Task to carry out:
Produce an exact copy of the lines from the line containing "the car door." through the last line of the entries below, and only those lines.

Extracted entries:
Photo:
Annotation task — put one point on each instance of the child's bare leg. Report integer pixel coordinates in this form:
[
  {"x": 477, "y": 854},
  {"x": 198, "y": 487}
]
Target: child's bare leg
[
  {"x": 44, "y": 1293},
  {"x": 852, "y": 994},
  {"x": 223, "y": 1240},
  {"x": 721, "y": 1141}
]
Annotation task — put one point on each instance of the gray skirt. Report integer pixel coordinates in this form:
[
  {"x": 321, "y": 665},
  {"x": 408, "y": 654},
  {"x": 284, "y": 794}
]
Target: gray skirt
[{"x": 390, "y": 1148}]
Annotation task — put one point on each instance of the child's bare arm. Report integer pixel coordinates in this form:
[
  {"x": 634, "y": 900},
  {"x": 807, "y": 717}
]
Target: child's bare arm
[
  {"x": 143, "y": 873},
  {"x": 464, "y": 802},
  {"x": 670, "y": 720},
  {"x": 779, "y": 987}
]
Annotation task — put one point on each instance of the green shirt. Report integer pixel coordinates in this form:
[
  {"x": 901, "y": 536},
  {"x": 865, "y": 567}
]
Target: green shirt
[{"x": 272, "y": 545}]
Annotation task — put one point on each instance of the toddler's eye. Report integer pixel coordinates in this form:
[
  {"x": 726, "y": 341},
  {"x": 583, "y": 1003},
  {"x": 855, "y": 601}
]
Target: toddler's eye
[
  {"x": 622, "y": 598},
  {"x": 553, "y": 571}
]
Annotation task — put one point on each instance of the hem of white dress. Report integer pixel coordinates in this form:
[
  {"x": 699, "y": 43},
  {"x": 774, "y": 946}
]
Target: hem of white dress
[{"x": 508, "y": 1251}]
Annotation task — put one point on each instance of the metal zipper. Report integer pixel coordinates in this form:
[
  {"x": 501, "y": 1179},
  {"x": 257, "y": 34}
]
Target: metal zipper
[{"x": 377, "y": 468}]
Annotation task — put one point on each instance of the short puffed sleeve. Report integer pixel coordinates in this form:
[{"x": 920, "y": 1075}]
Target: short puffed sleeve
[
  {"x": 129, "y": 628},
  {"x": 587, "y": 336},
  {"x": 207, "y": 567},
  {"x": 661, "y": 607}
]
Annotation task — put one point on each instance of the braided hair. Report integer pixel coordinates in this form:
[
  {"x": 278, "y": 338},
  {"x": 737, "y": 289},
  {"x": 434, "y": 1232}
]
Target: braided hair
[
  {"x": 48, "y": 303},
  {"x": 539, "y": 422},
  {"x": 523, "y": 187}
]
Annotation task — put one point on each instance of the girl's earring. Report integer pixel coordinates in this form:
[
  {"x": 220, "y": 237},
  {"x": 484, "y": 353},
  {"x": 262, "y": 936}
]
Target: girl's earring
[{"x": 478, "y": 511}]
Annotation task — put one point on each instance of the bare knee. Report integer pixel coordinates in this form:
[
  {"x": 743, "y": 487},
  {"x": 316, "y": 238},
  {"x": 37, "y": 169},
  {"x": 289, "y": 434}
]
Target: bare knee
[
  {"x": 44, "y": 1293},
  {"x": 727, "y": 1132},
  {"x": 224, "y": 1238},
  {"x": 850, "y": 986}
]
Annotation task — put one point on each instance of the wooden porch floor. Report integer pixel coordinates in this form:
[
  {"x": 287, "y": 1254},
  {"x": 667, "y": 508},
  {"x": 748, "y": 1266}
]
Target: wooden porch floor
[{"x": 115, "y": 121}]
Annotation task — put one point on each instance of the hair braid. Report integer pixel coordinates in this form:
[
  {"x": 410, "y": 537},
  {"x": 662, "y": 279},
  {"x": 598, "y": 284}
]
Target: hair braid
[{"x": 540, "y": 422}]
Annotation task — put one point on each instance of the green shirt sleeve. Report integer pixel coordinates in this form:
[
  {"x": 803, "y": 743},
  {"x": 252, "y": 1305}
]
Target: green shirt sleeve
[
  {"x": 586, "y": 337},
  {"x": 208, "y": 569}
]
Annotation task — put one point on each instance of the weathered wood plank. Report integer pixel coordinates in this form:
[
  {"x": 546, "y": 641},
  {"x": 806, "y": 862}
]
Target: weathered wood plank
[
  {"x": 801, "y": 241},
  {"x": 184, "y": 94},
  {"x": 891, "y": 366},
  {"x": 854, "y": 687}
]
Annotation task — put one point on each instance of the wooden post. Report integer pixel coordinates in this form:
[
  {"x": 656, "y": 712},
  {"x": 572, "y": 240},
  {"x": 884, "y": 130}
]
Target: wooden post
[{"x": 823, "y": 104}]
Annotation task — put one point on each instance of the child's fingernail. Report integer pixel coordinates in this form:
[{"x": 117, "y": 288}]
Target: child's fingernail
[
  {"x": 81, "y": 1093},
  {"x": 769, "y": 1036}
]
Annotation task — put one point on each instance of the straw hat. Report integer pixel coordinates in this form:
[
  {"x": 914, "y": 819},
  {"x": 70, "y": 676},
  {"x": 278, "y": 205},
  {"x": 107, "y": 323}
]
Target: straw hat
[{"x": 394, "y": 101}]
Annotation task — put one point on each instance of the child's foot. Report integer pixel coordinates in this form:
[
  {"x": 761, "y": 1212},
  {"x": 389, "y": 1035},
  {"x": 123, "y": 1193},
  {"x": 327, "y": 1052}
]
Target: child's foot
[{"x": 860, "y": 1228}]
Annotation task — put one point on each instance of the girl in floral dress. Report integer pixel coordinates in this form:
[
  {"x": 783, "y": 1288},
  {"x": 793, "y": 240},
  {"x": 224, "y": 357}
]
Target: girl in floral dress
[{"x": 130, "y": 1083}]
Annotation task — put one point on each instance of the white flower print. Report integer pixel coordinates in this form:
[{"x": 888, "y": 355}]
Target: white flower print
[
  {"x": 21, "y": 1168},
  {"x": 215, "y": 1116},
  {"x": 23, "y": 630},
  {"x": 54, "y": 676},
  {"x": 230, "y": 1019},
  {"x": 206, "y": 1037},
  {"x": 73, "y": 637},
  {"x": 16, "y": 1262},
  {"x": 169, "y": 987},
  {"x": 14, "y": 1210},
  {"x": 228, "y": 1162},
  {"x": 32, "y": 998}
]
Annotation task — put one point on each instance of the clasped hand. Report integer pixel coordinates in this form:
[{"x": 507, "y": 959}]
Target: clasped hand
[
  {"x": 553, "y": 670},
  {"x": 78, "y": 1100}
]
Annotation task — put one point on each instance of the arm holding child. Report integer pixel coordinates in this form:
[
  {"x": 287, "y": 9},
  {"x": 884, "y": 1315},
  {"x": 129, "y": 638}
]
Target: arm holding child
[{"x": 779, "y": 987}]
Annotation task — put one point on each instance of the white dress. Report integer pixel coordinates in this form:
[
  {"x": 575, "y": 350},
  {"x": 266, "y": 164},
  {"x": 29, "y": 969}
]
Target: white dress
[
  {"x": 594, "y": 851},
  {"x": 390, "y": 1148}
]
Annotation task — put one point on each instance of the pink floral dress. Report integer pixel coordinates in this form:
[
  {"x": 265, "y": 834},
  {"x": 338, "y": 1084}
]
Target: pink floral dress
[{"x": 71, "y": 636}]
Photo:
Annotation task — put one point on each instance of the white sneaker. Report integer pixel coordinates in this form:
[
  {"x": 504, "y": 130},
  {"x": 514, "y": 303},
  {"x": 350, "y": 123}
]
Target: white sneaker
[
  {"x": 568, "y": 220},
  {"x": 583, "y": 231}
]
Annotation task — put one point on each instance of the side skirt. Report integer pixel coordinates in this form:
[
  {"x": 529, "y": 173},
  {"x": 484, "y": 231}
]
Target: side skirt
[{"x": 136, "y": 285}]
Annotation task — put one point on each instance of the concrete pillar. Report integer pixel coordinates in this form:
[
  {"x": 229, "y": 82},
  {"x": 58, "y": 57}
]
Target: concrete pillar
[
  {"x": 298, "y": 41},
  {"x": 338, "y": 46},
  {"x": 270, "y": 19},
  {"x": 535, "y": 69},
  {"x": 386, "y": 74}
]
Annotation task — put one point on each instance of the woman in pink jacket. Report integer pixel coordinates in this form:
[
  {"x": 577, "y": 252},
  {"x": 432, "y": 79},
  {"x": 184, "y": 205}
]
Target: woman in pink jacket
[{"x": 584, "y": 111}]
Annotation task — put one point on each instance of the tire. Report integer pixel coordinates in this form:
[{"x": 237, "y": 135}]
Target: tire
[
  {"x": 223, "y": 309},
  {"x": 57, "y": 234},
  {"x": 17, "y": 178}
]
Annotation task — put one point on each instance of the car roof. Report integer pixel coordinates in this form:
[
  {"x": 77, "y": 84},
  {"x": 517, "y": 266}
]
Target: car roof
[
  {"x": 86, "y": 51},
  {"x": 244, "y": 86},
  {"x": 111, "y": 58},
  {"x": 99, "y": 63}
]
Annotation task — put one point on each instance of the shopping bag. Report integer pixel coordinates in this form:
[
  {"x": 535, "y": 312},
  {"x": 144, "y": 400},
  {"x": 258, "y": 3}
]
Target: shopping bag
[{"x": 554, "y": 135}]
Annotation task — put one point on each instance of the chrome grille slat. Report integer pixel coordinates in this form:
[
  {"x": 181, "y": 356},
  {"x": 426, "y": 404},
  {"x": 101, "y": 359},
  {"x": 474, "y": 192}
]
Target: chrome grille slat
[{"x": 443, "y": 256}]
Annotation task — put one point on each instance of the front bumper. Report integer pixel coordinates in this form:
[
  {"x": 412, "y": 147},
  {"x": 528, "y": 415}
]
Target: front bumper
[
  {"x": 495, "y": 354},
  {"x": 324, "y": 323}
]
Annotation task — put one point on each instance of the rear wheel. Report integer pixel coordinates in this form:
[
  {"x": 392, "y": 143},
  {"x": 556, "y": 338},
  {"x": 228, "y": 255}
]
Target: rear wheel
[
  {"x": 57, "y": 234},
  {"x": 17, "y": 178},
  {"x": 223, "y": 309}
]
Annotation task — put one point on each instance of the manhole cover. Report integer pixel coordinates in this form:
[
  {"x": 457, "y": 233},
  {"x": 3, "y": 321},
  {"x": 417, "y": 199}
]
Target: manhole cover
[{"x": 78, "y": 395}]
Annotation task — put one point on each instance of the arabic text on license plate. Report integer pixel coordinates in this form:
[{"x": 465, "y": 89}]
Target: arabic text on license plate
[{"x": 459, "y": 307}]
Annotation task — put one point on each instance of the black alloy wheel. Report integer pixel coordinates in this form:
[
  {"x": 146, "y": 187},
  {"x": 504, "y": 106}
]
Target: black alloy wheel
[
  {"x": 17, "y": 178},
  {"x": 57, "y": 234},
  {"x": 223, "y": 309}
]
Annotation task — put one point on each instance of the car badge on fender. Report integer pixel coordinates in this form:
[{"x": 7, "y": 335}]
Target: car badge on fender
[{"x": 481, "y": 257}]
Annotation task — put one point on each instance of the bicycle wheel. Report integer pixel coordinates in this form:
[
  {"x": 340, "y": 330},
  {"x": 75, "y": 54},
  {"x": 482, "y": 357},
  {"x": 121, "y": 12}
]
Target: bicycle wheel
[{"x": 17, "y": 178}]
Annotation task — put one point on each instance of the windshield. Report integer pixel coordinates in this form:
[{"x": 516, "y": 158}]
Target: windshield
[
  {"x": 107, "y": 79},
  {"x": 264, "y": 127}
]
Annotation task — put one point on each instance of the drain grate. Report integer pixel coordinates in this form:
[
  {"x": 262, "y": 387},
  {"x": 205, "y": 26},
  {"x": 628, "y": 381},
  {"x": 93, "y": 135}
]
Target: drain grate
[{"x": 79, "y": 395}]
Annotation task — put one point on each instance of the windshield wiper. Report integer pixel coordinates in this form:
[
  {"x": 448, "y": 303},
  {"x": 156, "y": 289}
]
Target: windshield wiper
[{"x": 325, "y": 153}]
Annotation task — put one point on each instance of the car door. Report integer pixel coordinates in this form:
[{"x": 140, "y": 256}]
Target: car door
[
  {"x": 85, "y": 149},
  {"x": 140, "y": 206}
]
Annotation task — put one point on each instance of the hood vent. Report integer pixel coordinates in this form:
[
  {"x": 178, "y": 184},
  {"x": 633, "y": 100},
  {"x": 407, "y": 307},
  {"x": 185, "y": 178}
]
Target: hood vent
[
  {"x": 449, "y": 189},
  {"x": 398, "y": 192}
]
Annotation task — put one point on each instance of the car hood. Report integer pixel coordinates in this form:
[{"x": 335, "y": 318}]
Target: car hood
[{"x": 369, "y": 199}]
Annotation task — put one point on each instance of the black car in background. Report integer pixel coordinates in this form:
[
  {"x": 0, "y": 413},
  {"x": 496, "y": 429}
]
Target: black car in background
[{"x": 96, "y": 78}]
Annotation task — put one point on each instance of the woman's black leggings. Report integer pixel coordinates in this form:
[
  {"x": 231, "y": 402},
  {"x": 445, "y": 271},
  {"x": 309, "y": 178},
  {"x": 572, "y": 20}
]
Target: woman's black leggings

Correct result:
Annotation task — put one point on each instance of the car door. Report integer pixel coordinates in this form:
[{"x": 140, "y": 256}]
Target: car door
[
  {"x": 85, "y": 149},
  {"x": 140, "y": 206}
]
Annotation task — put one point on each instance of the hood vent. Report integer pixel coordinates in this form:
[
  {"x": 178, "y": 184},
  {"x": 633, "y": 100},
  {"x": 407, "y": 307},
  {"x": 185, "y": 178}
]
Target: hood vent
[
  {"x": 449, "y": 189},
  {"x": 398, "y": 192}
]
Annotation task — put one point on each instance of the car hood. Report integer pixel coordinates in this form:
[{"x": 335, "y": 318}]
Target: car hood
[{"x": 369, "y": 199}]
Annotation task — put one point on each instance of the black car in background. Report integer pixel coordinates in this form:
[
  {"x": 0, "y": 413},
  {"x": 496, "y": 429}
]
Target: black car in background
[{"x": 96, "y": 78}]
Annotation task — put one point on each instance of the woman's black leggings. Report integer pixel coordinates in this form:
[
  {"x": 231, "y": 402},
  {"x": 445, "y": 271},
  {"x": 309, "y": 178},
  {"x": 572, "y": 20}
]
Target: woman's black leggings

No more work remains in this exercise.